** Opening Passage to read block **

# Best food for endlers



## Ryzilla (Oct 29, 2005)

i used to feed mine golden pearls. Buy different size pearls for your different sized endlers.


----------



## Jerseyfish (May 7, 2008)

Mine seem to love frozen daphnia, and they also eat hikari micro-pellets. Haven't tried much else since all my other foods are rather big.


----------



## susankat (Oct 14, 2007)

Endlers will usually eat anything, if your feeding flakes just crush them into smaller pieces. I wouldn't feed to much brineshrimp and bloodworms and just use them as a treat.


----------



## mistergreen (Dec 9, 2006)

mosquito larvae


----------



## rich815 (May 21, 2008)

I feed mine Hikari micro-pellets, Spectrum pellets, frozen bloodworms, live blackworks, frozen daphnia....they eat it all. And they are beginning to breed like rabbits...


----------



## Madhun67 (Feb 19, 2008)

thanks all for thoughts,
Dave


----------



## god91234 (Feb 11, 2008)

spirulina, they eat alot of algae in the wild i think so it jsut seems to be logical i all so feed Rotifers as a treat the are the smallest things i can find that way i know the fry get alot of it


----------

** Closing Passage to read block **

_Questions on the material_:
A – In the thread on endler food, which two foods does susankat say to use only as a treat?
B – From the thread on endler food, extract the passage that begins at the words "i used to feed" and stops after the words "are rather big.".

** Opening Source data block **

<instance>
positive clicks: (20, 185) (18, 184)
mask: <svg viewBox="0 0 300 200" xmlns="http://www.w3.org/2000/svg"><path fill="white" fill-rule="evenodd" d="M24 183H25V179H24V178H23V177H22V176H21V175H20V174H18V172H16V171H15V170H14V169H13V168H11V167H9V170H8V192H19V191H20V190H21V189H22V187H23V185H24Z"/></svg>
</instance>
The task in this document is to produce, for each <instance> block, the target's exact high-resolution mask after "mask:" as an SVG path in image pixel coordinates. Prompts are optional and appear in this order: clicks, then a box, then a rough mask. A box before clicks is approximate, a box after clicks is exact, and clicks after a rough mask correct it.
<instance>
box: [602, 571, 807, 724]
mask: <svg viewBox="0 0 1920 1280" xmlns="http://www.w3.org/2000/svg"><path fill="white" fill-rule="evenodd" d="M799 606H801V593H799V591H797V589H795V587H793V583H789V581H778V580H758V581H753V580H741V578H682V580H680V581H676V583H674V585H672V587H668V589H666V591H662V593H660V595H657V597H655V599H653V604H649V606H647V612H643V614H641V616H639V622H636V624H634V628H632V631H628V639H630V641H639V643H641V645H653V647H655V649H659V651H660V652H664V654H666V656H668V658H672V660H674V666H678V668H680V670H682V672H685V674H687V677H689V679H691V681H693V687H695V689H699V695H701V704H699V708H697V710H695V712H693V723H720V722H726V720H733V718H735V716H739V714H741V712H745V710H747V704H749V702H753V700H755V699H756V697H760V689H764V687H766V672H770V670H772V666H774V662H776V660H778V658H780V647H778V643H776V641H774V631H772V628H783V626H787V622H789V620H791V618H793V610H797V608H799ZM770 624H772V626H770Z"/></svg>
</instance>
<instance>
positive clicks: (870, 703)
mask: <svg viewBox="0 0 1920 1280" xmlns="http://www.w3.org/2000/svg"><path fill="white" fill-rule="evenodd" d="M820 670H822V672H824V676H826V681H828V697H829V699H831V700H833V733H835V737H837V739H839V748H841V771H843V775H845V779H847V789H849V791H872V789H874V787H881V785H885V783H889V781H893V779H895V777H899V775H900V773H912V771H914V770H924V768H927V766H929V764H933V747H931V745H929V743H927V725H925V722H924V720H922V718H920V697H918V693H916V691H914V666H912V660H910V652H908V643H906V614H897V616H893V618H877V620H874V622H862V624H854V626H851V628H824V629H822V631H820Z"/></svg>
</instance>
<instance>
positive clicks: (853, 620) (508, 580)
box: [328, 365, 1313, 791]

** Closing Source data block **

_Task results_:
A – Brineshrimp and bloodworms.

B –
i used to feed mine golden pearls. Buy different size pearls for your different sized endlers.


----------



## Jerseyfish (May 7, 2008)

Mine seem to love frozen daphnia, and they also eat hikari micro-pellets. Haven't tried much else since all my other foods are rather big.